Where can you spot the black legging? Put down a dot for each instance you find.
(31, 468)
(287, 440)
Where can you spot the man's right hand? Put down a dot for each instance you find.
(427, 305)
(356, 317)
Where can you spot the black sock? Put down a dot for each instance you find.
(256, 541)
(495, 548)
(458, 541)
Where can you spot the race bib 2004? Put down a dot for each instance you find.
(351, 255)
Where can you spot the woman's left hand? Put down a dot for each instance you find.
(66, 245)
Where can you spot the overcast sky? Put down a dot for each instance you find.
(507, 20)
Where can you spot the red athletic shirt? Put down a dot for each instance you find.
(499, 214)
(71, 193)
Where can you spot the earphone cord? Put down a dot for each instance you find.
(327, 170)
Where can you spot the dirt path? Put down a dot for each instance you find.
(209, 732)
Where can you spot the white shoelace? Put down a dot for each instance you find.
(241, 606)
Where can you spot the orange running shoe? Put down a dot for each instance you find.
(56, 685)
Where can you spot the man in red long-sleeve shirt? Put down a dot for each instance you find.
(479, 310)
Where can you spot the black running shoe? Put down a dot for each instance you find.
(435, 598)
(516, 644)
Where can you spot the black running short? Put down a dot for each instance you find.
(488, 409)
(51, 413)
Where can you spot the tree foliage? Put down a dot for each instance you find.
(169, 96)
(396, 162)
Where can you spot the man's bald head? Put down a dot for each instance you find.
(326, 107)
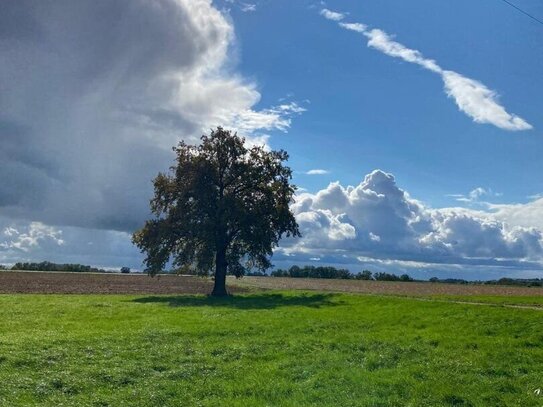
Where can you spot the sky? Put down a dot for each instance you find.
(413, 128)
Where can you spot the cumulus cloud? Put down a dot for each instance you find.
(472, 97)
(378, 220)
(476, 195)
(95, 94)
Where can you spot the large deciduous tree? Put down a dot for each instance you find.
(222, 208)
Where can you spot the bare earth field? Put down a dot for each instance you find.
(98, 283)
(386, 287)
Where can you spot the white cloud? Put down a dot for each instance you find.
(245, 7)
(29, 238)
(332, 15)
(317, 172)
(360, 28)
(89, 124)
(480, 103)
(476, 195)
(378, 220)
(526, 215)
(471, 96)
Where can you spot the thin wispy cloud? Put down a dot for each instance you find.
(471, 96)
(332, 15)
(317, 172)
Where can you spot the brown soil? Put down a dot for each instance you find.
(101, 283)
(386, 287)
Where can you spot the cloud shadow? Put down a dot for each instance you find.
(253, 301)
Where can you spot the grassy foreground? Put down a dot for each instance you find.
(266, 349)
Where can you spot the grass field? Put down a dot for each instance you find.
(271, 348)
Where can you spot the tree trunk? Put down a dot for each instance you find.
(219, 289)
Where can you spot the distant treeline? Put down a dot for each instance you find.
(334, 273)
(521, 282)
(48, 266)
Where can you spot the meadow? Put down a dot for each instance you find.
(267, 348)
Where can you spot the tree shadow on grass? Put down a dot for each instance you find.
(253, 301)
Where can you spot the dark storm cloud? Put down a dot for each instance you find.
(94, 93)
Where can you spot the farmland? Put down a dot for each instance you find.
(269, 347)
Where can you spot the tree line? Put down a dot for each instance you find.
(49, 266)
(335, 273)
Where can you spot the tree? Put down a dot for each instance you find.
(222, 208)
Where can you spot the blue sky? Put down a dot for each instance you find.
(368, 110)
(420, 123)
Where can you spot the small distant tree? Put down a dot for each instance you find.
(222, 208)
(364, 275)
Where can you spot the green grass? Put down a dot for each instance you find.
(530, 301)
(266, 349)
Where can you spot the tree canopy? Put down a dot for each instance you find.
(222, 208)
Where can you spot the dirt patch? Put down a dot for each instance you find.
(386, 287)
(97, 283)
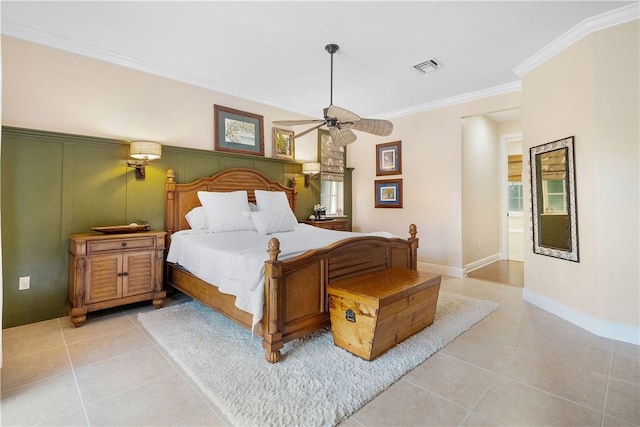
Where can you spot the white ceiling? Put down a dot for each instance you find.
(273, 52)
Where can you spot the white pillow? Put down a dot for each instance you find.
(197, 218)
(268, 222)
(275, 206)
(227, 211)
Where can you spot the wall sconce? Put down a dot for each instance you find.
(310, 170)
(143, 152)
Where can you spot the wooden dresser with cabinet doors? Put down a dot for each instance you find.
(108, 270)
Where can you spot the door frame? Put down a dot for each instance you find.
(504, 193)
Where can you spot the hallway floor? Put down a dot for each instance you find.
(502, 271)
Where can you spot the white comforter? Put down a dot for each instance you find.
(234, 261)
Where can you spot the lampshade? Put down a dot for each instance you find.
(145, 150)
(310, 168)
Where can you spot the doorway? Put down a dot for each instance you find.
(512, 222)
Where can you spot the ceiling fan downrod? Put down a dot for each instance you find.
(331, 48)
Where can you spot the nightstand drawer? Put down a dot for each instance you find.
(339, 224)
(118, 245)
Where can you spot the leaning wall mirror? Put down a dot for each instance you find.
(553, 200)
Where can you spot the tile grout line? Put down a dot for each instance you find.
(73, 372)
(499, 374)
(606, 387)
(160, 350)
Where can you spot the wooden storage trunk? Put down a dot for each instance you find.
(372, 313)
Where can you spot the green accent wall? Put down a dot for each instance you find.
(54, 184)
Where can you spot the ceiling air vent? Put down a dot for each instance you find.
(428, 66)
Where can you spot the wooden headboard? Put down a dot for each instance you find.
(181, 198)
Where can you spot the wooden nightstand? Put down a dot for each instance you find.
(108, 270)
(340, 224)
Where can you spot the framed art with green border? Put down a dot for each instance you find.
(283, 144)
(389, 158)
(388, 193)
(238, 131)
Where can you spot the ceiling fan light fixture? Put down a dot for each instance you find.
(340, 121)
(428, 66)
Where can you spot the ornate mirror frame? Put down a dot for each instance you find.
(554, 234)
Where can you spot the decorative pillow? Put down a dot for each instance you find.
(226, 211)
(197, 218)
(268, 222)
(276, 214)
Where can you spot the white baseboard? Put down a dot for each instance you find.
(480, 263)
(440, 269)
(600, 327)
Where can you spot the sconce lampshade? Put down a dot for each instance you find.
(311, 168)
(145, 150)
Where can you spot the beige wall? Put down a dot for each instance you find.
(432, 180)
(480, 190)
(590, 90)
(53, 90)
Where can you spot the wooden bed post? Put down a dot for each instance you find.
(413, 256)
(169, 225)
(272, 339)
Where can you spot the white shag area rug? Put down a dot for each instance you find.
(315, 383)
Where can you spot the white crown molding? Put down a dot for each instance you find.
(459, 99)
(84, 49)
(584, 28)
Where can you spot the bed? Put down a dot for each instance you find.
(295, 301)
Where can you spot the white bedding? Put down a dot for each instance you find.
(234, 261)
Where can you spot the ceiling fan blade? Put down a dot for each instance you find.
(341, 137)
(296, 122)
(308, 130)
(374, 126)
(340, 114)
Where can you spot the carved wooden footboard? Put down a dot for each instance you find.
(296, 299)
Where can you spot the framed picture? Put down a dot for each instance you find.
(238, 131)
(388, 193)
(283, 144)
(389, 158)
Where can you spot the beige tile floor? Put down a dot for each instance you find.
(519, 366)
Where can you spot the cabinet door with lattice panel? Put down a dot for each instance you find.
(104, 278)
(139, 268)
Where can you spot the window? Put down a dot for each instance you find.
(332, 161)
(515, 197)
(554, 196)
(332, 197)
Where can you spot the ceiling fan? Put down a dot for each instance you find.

--*--

(Required action) All of the entries above are to be written out exactly, with no pictures.

(Result of this task)
Where can you spot the black legging? Put down a dot for each instance you find.
(31, 468)
(287, 440)
Where can you spot the man's right hand? Put down a dot for each instance you find.
(427, 305)
(356, 317)
Where can you spot the black sock? Put down a dot for each instance you find.
(256, 541)
(495, 548)
(458, 541)
Where can you spot the race bib 2004? Put down a dot for each instance you find.
(351, 255)
Where can you spot the woman's left hand? Put down a dot for each instance you find.
(66, 245)
Where can you spot the overcast sky? Put down a dot for each instance you find.
(507, 20)
Where can you spot the red athletic shirt? Put down a dot for each instance you find.
(499, 214)
(71, 193)
Where can you spot the earphone cord? Put down a dot for each instance you find.
(327, 170)
Where can you spot the dirt path? Put down a dot for each instance you find.
(209, 732)
Where can you spot the white shoelace? Put down a dot for each instance you find.
(241, 606)
Where can you spot the orange running shoe? Put down a dot for each instance you find.
(56, 685)
Where can you spot the man in red long-sleeve shirt? Put down a dot for each instance you find.
(479, 310)
Where can you spot the black running shoe? Put down a dot for each instance you find.
(435, 598)
(516, 644)
Where can you spot the black running short? Put down a dot for each instance you find.
(488, 409)
(51, 413)
Where can you spot the tree foliage? Put down a dot for each instance you find.
(169, 96)
(396, 162)
Where can you spot the man's bald head? Put down a dot for each instance you find.
(326, 107)
Where can you spot the sky? Put down a dot for each instance you find.
(413, 128)
Where can you spot the cumulus cloud? Put down a dot for each instance you find.
(472, 97)
(378, 220)
(476, 195)
(95, 94)
Where can you spot the large deciduous tree? Put down a dot for each instance you find.
(222, 208)
Where can you spot the bare earth field? Put down a dot for each instance you find.
(98, 283)
(386, 287)
Where can you spot the white cloud? Put down a dot for each instance you find.
(245, 7)
(29, 238)
(332, 15)
(317, 172)
(360, 28)
(89, 124)
(480, 103)
(476, 195)
(378, 220)
(526, 215)
(471, 96)
Where can you spot the thin wispy cloud? Put down a dot for each instance you find.
(471, 96)
(332, 15)
(317, 172)
Where can you spot the brown soil? Put down a dot for each instance you find.
(101, 283)
(386, 287)
Where can you spot the cloud shadow? Put down a dot for each instance you find.
(253, 301)
Where can you spot the grassy foreground? Put down a dot for each instance you find.
(266, 349)
Where can you spot the grass field? Put down a dot for each instance you find.
(271, 348)
Where can you spot the tree trunk? Put down a dot for each instance you find.
(219, 289)
Where can you spot the distant treeline? Put down a dot for each instance you find.
(334, 273)
(521, 282)
(48, 266)
Where can you spot the meadow? Put down a dot for each instance you find.
(267, 348)
Where can you spot the tree shadow on grass? Put down a dot for each instance you find.
(253, 301)
Where can you spot the dark storm cloud? Put down a dot for each instance you find.
(94, 93)
Where can you spot the farmland? Put down a dot for each instance you find.
(269, 347)
Where can you spot the tree line? Put down a dot for each instance you find.
(49, 266)
(335, 273)
Where can you spot the tree? Put down a dot for each instance you find.
(222, 208)
Where can you spot the blue sky? Put down a dot for each instance you find.
(368, 110)
(420, 123)
Where can you spot the small distant tree? Put down a dot for each instance you find.
(222, 208)
(364, 275)
Where can you spot the green grass? Put down a dot for each instance you find.
(530, 301)
(266, 349)
Where can you spot the tree canopy? Put down a dot for each instance you find.
(222, 208)
Where can you spot the dirt patch? Put down a dot for each instance you find.
(386, 287)
(97, 283)
Where can you spot the white ceiling? Put down a dot for each instance you find.
(273, 52)
Where can you spot the white pillow? Put down a dot for each instance you find.
(197, 218)
(268, 222)
(275, 206)
(227, 211)
Where can you spot the wall sconce? Put down a dot for each instance you find.
(310, 170)
(143, 152)
Where can you spot the wooden dresser with cabinet doors? Put down a dot for each instance you find.
(108, 270)
Where can you spot the door frame? Put down a dot for each instance you find.
(504, 193)
Where can you spot the hallway floor? Put down a dot for each instance you find.
(502, 271)
Where can you spot the white comforter? Put down a dot for each instance you find.
(234, 261)
Where can you spot the lampshade? Put down a dot for each instance you find.
(145, 150)
(310, 168)
Where can you spot the doorway? Put down a dot for each instance you find.
(512, 222)
Where can you spot the ceiling fan downrod? Put down a dot for each instance you find.
(331, 48)
Where can you spot the nightstand drawer? Put down a dot for each instance you find.
(339, 224)
(118, 245)
Where can you spot the leaning wall mirror? Put down a dot for each instance you find.
(553, 200)
Where can you spot the tile grout line? Put down a dot for each instance you find.
(73, 372)
(499, 374)
(606, 387)
(160, 350)
Where can you spot the wooden storage trunk? Put down a dot for each instance you find.
(372, 313)
Where can you spot the green accent wall? Put down a dot for each instance you find.
(54, 184)
Where can you spot the ceiling air vent? Put down a dot for each instance you find.
(428, 66)
Where can you spot the wooden headboard? Put down a dot for each instance you find.
(181, 198)
Where can you spot the wooden nightstand? Put down a dot for each instance you find.
(108, 270)
(340, 224)
Where can you spot the framed art with green border? Put down a dot for each instance you find.
(283, 144)
(389, 158)
(388, 193)
(238, 131)
Where can you spot the ceiling fan light fixture? Put down a dot for each instance you find.
(340, 121)
(428, 66)
Where can you spot the ornate mirror frame? Put down a dot for each instance you find.
(554, 234)
Where can you spot the decorative pillow? Put down a dot for each instance you find.
(226, 211)
(197, 218)
(268, 222)
(276, 214)
Where can you spot the white baseboard? Put down a dot for each instance you find.
(480, 263)
(440, 269)
(600, 327)
Where can you spot the sconce lampshade? Put down a dot for each instance you find.
(311, 168)
(145, 150)
Where can you spot the beige wall? Put down a dot for each instance you find.
(432, 180)
(480, 190)
(590, 90)
(53, 90)
Where can you spot the wooden bed post? Put down a dot for each instance you find.
(413, 256)
(169, 225)
(272, 339)
Where can you spot the white shag area rug? Put down a dot for each instance you find.
(315, 383)
Where can you spot the white crown molding? Put down a dot for each instance you find.
(459, 99)
(84, 49)
(584, 28)
Where can you spot the bed? Put down a dot for each instance you find.
(295, 301)
Where can you spot the white bedding? Put down a dot for each instance you find.
(234, 261)
Where can you spot the ceiling fan blade? Put down a dot for each instance you find.
(341, 137)
(296, 122)
(308, 130)
(374, 126)
(340, 114)
Where can you spot the carved wooden footboard? Put down a dot for each instance you find.
(296, 299)
Where can you spot the framed picture? Put down a dot for each instance you find.
(238, 131)
(388, 193)
(283, 144)
(389, 158)
Where can you spot the beige tile floor? Put down a dot for each instance you find.
(519, 366)
Where can you spot the cabinet door with lattice panel? Put down a dot for each instance you find.
(104, 278)
(139, 268)
Where can you spot the window? Put down a dot for each instance you find.
(332, 161)
(515, 197)
(554, 196)
(332, 197)
Where can you spot the ceiling fan? Put down a dot for each instance you find.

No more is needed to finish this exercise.